In [1]:
import pandas as pd
import numpy as np
from fuzzywuzzy import fuzz

## Hulu Merge

#### Goals:

- Merge Hulu tv shows with IMDB ID


## 1. Import imdb and hulu data

In [2]:
imdb = pd.read_pickle("../Data/imdb_tv_all.pkl")

disney = pd.read_csv("Data_Hulu_Disney/disney_shows.csv")

We will look at how many titles we have using the shape function, which will return a tuple indicating number of rows and number of columns.

In [3]:
disney.shape

(179, 5)

## 2. Merge dataframes

We will start by merging on title and year in order to get the right IMDB ID (tconst) because there might be some remakes.
We will do this by using a left join in order to keep all the original hulu titles.

In [4]:
disney_genres = disney.merge(imdb, left_on=["show", "year"], right_on=["originalTitle", "startYear"], how="left")

From the new merged data frame, we will get a new data frame called hulu_missing1 to get the missing titles that didn't find a match.

In [5]:
disney_missing1 = disney_genres[disney_genres["tconst"].isna()].reset_index(drop=True)[["show", "year", "rating"
                                                                                           , "imdb", "rotten_tomatoes"]]

In [6]:
disney_missing1.shape

(41, 5)

We are missing 41 titles from 179 in total.

We will now merge but now using primaryTitle instead of originalTitle, since some of the titles might be in their original language.

In [7]:
disney_missing1 = disney_missing1.merge(imdb, left_on=["show", "year"], right_on=["primaryTitle", "startYear"], how="left")

We will create another data frame for those titles who weren't matched.

In [8]:
disney_missing2 = disney_missing1[disney_missing1["tconst"].isna()].reset_index(drop=True)[["show", "year", "rating"
                                                                                               , "imdb", "rotten_tomatoes"]]

In [9]:
disney_missing2.shape

(39, 5)

We are now missing 39 titles. Since we don't have something else to relate to in this dataframe, we will now import the other data frame from the IMDB data base which includes all different titles created for a single one and the IMDB ID (titleID).

In [10]:
title_regions = pd.read_csv("C:/Users/Admin/Documents/ironhack/title.akas.tsv.gz", sep="\t", low_memory=False)

In [11]:
title_regions.head()

Unnamed: 0,titleId,ordering,title,region,language,types,attributes,isOriginalTitle
0,tt0000001,1,Карменсіта,UA,\N,imdbDisplay,\N,0
1,tt0000001,2,Carmencita,DE,\N,\N,literal title,0
2,tt0000001,3,Carmencita - spanyol tánc,HU,\N,imdbDisplay,\N,0
3,tt0000001,4,Καρμενσίτα,GR,\N,imdbDisplay,\N,0
4,tt0000001,5,Карменсита,RU,\N,imdbDisplay,\N,0


We will do the merge of the missing titles with the new title_regions data frame by title name.

In [12]:
disney_missing2 = disney_missing2.merge(title_regions, left_on=["show"], right_on=["title"], how="left")

•••

**TO DO:**
- 1) Return the passage of the Hulu merge notebook from "We will now merge" to "who weren't matched.", copied word for word.
- 2) Which region codes appear in the title_regions preview in the Hulu merge notebook? List all of them.
- 3) Extend the Hulu merge notebook past its last line.

**ITEMS:**
•••

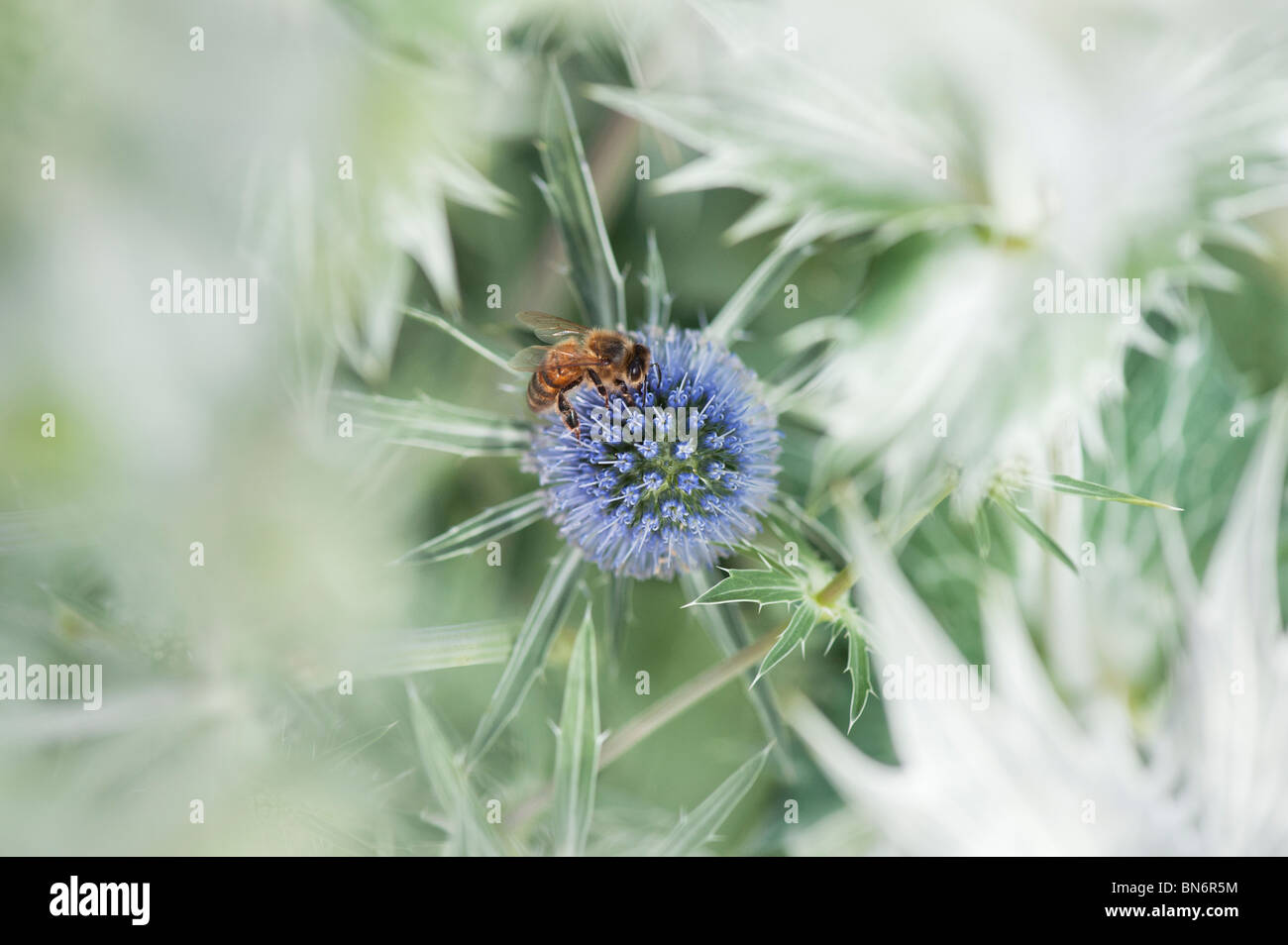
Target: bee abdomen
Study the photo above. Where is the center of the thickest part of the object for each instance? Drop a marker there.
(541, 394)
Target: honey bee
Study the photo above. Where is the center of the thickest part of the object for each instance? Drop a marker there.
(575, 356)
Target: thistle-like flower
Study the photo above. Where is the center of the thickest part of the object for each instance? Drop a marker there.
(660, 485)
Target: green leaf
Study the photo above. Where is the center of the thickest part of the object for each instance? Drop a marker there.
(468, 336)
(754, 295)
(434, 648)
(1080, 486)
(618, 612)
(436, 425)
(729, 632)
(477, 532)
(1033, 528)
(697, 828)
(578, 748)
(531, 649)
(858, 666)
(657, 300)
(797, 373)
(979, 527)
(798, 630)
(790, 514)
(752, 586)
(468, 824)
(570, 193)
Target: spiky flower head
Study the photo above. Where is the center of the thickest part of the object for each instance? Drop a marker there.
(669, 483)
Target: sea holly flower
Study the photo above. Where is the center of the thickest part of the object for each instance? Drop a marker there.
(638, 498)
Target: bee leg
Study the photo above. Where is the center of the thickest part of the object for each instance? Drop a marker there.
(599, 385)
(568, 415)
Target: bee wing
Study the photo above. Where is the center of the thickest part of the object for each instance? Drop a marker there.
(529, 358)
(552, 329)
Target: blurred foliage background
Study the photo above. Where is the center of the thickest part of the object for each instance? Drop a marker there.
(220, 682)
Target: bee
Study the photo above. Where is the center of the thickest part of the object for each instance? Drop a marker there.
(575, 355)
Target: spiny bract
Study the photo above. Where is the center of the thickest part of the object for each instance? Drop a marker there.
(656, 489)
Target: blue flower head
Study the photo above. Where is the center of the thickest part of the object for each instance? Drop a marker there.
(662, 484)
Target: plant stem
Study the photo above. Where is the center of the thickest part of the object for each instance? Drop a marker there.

•••

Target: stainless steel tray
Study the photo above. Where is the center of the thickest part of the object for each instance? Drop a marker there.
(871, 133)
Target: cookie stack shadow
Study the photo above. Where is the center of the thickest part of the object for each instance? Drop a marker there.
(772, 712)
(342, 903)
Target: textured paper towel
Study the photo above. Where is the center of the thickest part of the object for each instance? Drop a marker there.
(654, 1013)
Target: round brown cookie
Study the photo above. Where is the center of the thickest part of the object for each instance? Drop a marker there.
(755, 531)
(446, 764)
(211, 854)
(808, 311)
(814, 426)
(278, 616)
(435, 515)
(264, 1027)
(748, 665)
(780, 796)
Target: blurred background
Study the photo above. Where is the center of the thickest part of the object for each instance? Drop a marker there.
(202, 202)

•••

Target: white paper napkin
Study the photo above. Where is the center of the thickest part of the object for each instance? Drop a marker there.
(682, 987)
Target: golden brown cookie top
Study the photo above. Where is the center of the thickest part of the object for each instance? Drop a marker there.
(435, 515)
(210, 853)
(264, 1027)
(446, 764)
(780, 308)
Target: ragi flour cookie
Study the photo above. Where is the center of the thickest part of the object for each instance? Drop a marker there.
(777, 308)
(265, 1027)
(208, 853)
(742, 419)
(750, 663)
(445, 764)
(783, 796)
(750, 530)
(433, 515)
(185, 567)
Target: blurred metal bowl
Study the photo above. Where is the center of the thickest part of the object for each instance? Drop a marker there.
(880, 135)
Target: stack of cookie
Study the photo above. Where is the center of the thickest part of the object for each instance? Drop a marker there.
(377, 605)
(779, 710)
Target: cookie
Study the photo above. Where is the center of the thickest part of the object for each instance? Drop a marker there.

•••

**ANSWERS TO THE EXERCISE:**
- 1)
We will now merge but now using primaryTitle instead of originalTitle, since some of the titles might be in their original language.

In [7]:
disney_missing1 = disney_missing1.merge(imdb, left_on=["show", "year"], right_on=["primaryTitle", "startYear"], how="left")

We will create another data frame for those titles who weren't matched.

- 2) UA, DE, HU, GR, RU

- 3)
In [13]:
disney_missing3 = disney_missing2[disney_missing2["titleId"].isna()].reset_index(drop=True)[["show", "year", "rating"
                                                                                                , "imdb", "rotten_tomatoes"]]

In [14]:
disney_missing3.shape

(21, 5)

Now we are just missing 21 titles. We will now try to find the missing title IDs with fuzzy wuzzy.

### 3. Find missing titles using fuzzywuzzy

We will first create a list for missing shows.

In [15]:
disney_shows_missing = [show for show in disney_missing3["show"]]

In [16]:
imdb_titles = [title for title in imdb["primaryTitle"]]

We will use the same function we created on 03.2_a_netflix_missing_title_ids to find the most similar title on the imdb title basics file.

In [17]:
def find_shows(show):
    matches = []

    for title in imdb_titles:
        # compute ratio and remove case-sensitivity
        ratio = fuzz.ratio(title.lower(), show.lower())

        # add all matches to list with ratio > 60
        if ratio >= 60:
            matches.append((title, show, ratio))
    
    # return none if there was no match found
    if len(matches) == 0:
        return None
    return sorted(matches, key=lambda x: x[2], reverse=True)[0][0]

In [18]:
disney_missing3["imdb_titles"] = disney_missing3["show"].apply(lambda x: find_shows(x))

In [21]:
disney_missing3.head(10)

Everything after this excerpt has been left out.